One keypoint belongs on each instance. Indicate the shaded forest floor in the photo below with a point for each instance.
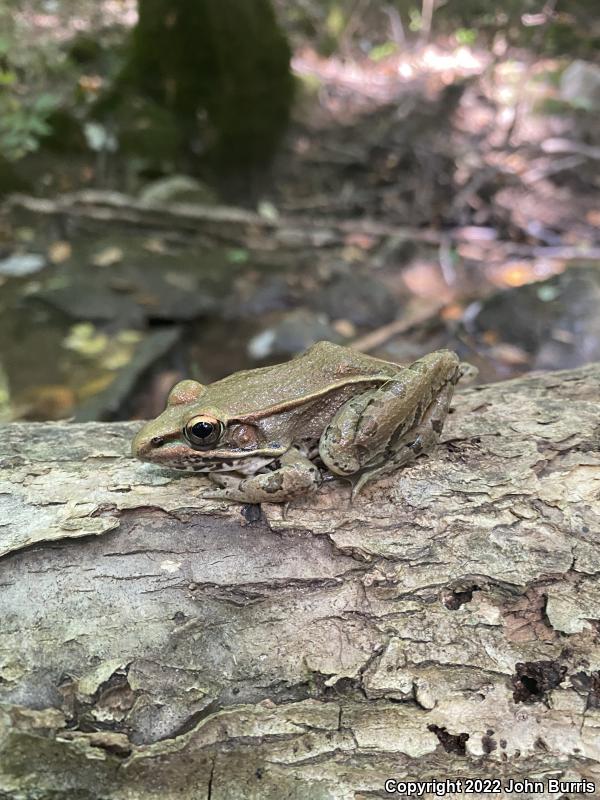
(440, 194)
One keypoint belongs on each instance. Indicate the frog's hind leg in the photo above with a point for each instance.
(411, 444)
(384, 428)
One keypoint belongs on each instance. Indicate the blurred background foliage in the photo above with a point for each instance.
(198, 186)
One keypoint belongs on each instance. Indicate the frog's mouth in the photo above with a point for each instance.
(181, 456)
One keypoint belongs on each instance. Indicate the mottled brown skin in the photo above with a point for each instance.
(277, 430)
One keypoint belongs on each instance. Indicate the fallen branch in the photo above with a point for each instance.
(158, 644)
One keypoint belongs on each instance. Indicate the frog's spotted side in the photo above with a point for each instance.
(278, 429)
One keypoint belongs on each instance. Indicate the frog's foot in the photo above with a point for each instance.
(420, 439)
(293, 476)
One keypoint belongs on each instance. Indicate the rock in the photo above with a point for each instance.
(294, 333)
(20, 264)
(359, 298)
(580, 85)
(251, 299)
(555, 321)
(178, 188)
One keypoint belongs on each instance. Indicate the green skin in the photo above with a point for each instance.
(330, 410)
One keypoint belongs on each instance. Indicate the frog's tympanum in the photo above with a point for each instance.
(272, 434)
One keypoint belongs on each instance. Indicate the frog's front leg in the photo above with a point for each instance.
(385, 427)
(294, 475)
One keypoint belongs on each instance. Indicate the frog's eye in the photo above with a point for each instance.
(203, 431)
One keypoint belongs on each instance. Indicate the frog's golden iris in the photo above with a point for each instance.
(203, 431)
(273, 433)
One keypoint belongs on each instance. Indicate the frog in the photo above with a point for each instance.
(275, 433)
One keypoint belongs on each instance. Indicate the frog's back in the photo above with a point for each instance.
(322, 366)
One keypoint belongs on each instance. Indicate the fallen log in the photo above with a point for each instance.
(446, 626)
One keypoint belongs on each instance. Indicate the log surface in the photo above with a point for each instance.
(155, 644)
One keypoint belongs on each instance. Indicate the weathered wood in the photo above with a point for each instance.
(155, 644)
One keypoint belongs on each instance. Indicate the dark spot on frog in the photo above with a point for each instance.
(275, 482)
(252, 513)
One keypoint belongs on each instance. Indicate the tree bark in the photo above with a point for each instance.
(157, 644)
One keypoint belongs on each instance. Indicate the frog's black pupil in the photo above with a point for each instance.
(203, 429)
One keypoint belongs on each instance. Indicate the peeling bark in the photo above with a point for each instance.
(157, 644)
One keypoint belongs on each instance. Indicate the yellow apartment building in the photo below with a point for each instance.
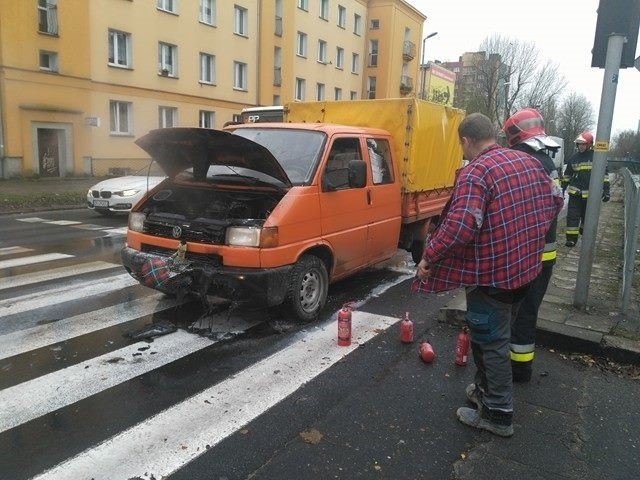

--- --- ---

Return each line of the listing above that contains the word "bark", copied in full.

One keypoint belongs on each instance. Indicate the tree bark in the photo above with a point for each instance.
One keypoint belongs on each instance. Indicate the peeling bark in the photo above with a point for each instance.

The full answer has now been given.